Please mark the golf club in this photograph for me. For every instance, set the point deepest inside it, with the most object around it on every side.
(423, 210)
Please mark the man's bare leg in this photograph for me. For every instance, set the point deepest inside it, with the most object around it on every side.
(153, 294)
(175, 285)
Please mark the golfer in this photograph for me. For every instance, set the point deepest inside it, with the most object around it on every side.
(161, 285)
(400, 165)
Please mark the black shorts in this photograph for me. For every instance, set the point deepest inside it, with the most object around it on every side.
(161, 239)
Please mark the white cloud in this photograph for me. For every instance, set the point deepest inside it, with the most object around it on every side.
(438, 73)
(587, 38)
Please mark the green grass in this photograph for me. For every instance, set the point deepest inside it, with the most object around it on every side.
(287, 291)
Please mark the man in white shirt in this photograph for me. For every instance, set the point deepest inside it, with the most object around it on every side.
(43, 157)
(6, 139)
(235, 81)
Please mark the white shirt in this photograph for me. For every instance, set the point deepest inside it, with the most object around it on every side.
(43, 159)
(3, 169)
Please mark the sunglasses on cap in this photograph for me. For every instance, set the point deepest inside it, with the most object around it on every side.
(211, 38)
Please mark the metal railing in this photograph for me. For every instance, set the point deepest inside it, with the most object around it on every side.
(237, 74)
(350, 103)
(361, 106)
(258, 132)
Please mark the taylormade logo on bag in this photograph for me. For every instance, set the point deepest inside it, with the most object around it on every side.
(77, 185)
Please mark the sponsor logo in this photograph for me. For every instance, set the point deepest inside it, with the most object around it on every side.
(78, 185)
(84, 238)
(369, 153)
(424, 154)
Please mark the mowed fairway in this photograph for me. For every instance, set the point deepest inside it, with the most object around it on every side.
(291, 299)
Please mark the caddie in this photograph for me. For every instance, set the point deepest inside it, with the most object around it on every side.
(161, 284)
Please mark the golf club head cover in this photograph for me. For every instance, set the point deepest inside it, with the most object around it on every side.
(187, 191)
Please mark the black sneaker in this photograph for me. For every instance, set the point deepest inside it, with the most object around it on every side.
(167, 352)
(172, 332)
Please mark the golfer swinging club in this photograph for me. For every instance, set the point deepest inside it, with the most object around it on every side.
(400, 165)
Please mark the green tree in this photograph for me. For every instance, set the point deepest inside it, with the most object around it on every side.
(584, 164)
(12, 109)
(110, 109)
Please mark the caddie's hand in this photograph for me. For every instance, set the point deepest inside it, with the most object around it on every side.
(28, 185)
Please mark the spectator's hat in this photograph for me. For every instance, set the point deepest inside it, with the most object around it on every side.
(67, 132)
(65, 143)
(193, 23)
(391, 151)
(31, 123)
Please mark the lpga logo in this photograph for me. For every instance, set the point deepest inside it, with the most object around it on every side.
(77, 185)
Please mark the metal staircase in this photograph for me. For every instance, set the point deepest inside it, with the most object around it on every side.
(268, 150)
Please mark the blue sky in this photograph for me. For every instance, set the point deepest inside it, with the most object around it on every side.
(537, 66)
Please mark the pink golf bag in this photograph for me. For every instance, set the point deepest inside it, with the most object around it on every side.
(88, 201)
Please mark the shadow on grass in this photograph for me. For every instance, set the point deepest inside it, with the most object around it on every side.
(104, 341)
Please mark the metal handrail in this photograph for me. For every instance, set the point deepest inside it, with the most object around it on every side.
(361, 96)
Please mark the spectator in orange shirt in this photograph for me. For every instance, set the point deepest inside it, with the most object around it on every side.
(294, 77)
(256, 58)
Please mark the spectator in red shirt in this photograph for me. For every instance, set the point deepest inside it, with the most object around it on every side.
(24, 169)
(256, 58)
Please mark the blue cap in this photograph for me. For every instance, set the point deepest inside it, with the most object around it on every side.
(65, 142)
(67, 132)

━━━━━━━━━━━━━━━━━━━━

#### WORK TO COMPLETE:
When you answer, return the records above exactly as they stand.

#### OUTPUT BELOW:
Please mark the golf club in this photograph for me. For every instance, set the point deepest inside it, with the most object around it on every side.
(423, 210)
Please mark the man's bare leg in this photograph for me. For every instance, set the point deepest inside it, with the most object around it on every side.
(153, 294)
(175, 285)
Please mark the golfer in this photograph for me. For every instance, set the point deepest inside it, with the most object around it on every side.
(161, 285)
(400, 165)
Please mark the black shorts in this photograph for me. For every instance, set the point deepest inside it, with the most object around it on every side.
(161, 239)
Please mark the white cloud in this photograph for me. For every instance, set the point deepest inside it, with the most object around it on every side.
(438, 73)
(587, 38)
Please mark the green grass in this photograph for me. For every instance, set the point deepest inside it, with the most object around it on every side.
(287, 291)
Please mark the man in white shirt in this photograph for me. For every instance, set the point deepest inside it, with the most object around it on every side.
(43, 157)
(6, 139)
(235, 81)
Please mark the white shirt in this photograph for me. For every instance, set the point deepest inside it, with the most object around it on every side.
(43, 159)
(3, 169)
Please mark the sunglasses on cap in this photograph for me. For every instance, set the point deepest inside it, with the most object around it on every side.
(211, 38)
Please mark the metal railing in this photograph for me. For every instance, set the point deepest inside it, with the most object around it on every side.
(237, 74)
(350, 103)
(361, 106)
(258, 132)
Please mark the taylormade logo on bag in this photograph for me. For every instance, set the point deepest inside it, with the most object around it on every side.
(77, 185)
Please mark the sponsor logo in this photograph for me. For every instance, set the point deepest inside it, with the most object around it on every side.
(78, 185)
(84, 238)
(369, 153)
(424, 154)
Please mark the mowed fairway in this photograph for me. For every instance, set the point deepest inside it, with the most object around it on every side.
(291, 299)
Please mark the caddie in this photograph for me. For every instance, set the point deepest inside it, with the most object around it on every side.
(161, 284)
Please mark the golf club head cover in this photograph for me. For every instance, set the point deepest inside it, with the most object around it on every side.
(187, 191)
Please mark the black sneaker in this photograph for me. For every instance, set the point deepest inside it, with the most object around it on every side.
(167, 352)
(172, 332)
Please mark the golfer swinging club in this photograph for me. For every instance, set the point deepest inside it, with the most object around it on every side.
(400, 165)
Please mark the green tree in this photograph for me. For every instance, set the point deepest inside it, with the most object around it on every side.
(584, 164)
(12, 109)
(110, 109)
Please mark the caddie's hand in this photograph for me. For every instance, set the point deepest inside it, with the most object around it on every side.
(28, 185)
Please mark the spectator's hat in this photograph for me. For every instance, set the point deepest inside it, with the most object around it on every side.
(67, 132)
(65, 143)
(193, 23)
(391, 151)
(31, 123)
Please mark the lpga logo in this photograph for me. For every instance, set the point deepest inside it, with the most object around it on every side.
(77, 185)
Please mark the metal staircase in this photograph for me. For every instance, set the point deepest inside it, with the most object around it on every side.
(268, 150)
Please mark the blue sky in this photograph for me. For every instance, set the point deepest inside it, with the most object around it on every side.
(537, 66)
Please mark the pink golf bag in this photograph for me. For every instance, set the point deepest inside it, with the most object around it on every side.
(88, 201)
Please mark the shadow on grass in this photograph for me. For every instance, set the point deepest inside it, with the most object around it on every side.
(104, 341)
Please mark the metal handrail in this photograph for me. For every instance, set the point deepest inside it, with the most object around it on every side.
(361, 96)
Please mark the spectator in orange shirt in this photograph for me. For every instance, set the point deepest inside it, with the most object around it on every side.
(294, 77)
(256, 58)
Please mark the spectator in red shirt in this photograph for me. For every instance, set the point deepest inside it, with the most object around it on every side.
(24, 169)
(256, 58)
Please mark the blue cap in this photograph for me. For every instance, set the point deepest inside it, with the most object around it on every side.
(65, 142)
(67, 132)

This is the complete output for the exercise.